# What lathe do you use?



## Rockytime (Jun 3, 2015)

I'm familiar with the Jets, Rikons and Novas but there are lots of other lathes that the pen turners use. I'm curious as to what they are. I purchased a 
Record Power which I only used for a short time until I discovered the disadvantages of the #1MT. I sold it for a loss. I used it for a short time as a buffing station but it took more room than I could afford to give up. I then tried to purchase a 10X15 Rikon from our local Woodcraft but they were out of stock and did not know when the next shipment would arrive. I then purchased a Woodtek from Woodworker's Supply, Inc. Far as I have been able to determine I must have the only one on this site. It is significantly heavier than the 10X15 Jet. and is a 10X17. It's speeds are 500 to 3975 rpm. Due to it's extra weight it is very smooth and vibration free. Belt changing is manual. VS would be preferred if it were belt-less and totally electronic. The size fits the things I make.


----------



## flyitfast (Jun 3, 2015)

The use of a lathe depends on what you plan to turn.  I started turning pens on a Jet 12-20, non VS lathe and it worked very well.  I was able to turn small bowls, bottle stoppers and other mid sized items.
However, I wanted to turn bigger bowls and platters and was, happily, talked into a Robust Sweet 16 while I was at SWAT.  It is great for smaller items, and really great for larger items.  Never regretted it.
Still have the Jet and it works well for drilling, buffing, and the occasional smaller items.
gordon


----------



## wyone (Jun 3, 2015)

I have a Jet 1014..  not variable speed..  but mostly because I found it on Craigslist for $100.  It has been great so far, but of course I want new and more features.  LOL


----------



## MarkD (Jun 3, 2015)

Powermatic 3520B...yup I turn other things besides pens!


----------



## Nikitas (Jun 3, 2015)

I use a Rikon 70-100. Love it...


----------



## 79spitfire (Jun 3, 2015)

Started with a Harbor Freight 8X12 VS. Have been using a Delta 46-111 that I inherited from my father. I fitted it with a variable speed sewing machine motor making it very convenient, but I need to work on the mount, it vibrates a bit.


----------



## Edgar (Jun 3, 2015)

I have an Excelsior from Rockler - it's a 10x18 and identical to one that HF sells in a different color. It's been just fine for everything I've tried to do so far. I may want to get a larger one with VS someday, but this is all I need for now.


----------



## Fay Prozora (Jun 3, 2015)

I have the Rockler Excelsior mini lathe.  I make things other than pens but small items. I don't think I'm ready to turn a big bowl or any thing like that but I can make salt and pepper mils on it. I haven't tried those as yet but want to one day. Your lathe looks nice and sturdy and heavy.. Good luck with it.. It looks like it turns smooth too... Fay


----------



## Rob183 (Jun 3, 2015)

I have a Turncrafter Plus that I picked up from Penn State Industries several years ago. Variable speed and has been great to get started on.


----------



## its_virgil (Jun 3, 2015)

------------------------

| Required work |
According to the lathe thread, what is the speed range of the Woodtek lathe?

[Stored entries]
------------------------

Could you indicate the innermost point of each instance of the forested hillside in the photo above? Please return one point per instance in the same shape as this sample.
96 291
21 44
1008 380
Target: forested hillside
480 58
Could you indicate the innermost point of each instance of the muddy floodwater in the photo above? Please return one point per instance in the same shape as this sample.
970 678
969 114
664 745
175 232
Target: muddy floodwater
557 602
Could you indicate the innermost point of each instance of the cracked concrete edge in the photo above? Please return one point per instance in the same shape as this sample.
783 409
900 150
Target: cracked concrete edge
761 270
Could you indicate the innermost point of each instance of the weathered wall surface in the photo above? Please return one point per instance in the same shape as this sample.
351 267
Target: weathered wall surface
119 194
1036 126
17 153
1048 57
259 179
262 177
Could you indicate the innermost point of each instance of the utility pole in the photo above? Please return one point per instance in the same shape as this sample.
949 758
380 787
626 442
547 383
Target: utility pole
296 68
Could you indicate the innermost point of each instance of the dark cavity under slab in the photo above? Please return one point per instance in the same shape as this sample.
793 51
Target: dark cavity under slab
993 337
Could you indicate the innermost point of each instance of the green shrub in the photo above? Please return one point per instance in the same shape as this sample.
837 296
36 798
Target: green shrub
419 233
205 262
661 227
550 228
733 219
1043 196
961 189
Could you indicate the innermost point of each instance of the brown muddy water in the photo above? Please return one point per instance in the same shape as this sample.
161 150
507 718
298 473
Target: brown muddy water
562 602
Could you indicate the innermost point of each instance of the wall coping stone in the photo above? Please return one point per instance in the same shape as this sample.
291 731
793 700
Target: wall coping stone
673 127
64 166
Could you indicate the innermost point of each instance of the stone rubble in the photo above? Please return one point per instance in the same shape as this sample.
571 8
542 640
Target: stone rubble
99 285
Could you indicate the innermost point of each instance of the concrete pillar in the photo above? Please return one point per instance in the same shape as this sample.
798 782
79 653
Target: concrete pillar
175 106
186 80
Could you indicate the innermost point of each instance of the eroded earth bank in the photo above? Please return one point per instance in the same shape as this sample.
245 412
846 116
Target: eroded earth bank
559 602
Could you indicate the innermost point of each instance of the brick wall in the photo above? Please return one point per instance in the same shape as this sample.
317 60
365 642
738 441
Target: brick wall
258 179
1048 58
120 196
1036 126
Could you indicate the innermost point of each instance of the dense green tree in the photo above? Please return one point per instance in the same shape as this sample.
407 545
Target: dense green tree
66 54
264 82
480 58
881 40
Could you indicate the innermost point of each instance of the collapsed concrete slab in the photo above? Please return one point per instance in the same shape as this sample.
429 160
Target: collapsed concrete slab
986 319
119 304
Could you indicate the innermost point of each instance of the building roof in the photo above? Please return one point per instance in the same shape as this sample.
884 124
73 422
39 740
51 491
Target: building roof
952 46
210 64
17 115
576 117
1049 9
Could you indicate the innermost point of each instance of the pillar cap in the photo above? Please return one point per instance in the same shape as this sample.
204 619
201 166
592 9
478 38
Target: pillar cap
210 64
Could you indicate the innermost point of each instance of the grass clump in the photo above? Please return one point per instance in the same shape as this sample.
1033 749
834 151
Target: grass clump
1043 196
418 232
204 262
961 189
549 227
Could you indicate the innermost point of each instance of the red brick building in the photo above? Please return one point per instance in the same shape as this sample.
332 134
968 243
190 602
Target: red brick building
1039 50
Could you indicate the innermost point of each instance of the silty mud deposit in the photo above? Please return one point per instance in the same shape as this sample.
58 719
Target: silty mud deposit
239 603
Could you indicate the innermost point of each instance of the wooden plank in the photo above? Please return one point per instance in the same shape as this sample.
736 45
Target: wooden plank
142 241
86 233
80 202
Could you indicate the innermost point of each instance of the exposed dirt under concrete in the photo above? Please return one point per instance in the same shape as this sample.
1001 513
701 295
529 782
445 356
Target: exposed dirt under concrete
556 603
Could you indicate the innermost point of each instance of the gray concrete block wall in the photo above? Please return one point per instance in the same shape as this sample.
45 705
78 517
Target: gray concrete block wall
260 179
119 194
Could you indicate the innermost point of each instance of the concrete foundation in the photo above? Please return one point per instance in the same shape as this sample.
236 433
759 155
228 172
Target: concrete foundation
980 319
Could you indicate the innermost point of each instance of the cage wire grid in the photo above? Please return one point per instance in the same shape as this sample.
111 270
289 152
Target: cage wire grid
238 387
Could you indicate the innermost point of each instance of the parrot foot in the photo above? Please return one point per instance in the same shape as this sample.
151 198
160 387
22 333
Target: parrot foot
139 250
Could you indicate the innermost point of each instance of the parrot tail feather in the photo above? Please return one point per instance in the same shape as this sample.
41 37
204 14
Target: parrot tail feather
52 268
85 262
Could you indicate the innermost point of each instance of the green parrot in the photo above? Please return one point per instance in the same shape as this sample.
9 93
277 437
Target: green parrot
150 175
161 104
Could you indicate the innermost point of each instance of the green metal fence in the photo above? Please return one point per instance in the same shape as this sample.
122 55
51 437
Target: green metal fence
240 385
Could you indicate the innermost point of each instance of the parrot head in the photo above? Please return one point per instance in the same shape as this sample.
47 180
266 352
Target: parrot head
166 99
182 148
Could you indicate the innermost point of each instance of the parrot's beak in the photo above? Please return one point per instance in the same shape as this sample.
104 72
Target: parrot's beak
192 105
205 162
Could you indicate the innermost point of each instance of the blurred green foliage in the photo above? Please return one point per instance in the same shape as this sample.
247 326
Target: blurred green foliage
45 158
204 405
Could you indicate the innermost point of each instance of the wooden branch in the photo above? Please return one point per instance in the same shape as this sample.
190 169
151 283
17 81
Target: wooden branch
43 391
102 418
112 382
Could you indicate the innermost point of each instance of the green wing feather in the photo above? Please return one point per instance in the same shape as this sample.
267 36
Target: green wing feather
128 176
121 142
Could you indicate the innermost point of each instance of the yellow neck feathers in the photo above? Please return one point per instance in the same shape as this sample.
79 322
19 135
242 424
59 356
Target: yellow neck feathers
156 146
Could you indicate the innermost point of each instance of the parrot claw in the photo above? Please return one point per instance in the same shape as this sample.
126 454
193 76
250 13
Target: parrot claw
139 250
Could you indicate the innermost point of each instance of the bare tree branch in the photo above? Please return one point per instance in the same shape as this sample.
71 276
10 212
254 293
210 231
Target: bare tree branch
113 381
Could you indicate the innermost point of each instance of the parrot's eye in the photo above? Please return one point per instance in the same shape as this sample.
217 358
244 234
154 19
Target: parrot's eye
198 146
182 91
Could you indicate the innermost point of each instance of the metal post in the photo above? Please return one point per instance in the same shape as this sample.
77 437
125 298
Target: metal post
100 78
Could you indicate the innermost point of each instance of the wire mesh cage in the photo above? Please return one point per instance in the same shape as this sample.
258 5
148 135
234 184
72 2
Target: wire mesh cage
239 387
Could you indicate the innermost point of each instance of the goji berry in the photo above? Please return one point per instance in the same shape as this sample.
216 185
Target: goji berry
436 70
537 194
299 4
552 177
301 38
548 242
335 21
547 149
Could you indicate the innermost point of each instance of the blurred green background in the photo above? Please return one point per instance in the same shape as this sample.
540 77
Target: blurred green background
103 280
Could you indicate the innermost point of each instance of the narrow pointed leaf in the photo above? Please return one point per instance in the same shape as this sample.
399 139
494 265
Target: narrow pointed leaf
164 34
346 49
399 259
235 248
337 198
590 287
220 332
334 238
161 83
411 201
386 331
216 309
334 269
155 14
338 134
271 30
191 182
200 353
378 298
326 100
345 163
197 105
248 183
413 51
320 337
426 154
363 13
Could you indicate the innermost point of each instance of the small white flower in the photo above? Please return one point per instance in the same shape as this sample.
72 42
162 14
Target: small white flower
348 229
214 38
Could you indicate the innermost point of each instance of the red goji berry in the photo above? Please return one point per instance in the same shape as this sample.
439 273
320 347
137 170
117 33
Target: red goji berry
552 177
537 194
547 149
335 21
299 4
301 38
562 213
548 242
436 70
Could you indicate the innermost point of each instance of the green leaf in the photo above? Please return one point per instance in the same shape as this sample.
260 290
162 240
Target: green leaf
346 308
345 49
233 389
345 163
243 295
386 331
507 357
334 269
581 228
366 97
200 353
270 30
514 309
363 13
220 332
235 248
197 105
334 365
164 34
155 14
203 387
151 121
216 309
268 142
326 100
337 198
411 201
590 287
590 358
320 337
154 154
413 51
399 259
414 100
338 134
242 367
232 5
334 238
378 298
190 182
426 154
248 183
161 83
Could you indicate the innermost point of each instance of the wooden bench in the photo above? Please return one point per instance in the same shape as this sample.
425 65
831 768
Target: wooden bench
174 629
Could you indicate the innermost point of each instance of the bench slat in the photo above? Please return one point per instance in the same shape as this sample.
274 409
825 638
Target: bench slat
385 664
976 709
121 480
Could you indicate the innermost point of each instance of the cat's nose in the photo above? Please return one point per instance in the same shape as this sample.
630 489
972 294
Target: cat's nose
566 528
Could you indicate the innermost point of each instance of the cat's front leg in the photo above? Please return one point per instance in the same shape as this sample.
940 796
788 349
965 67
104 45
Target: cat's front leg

------------------------

| Answer to the problem |
500 to 3975 rpm.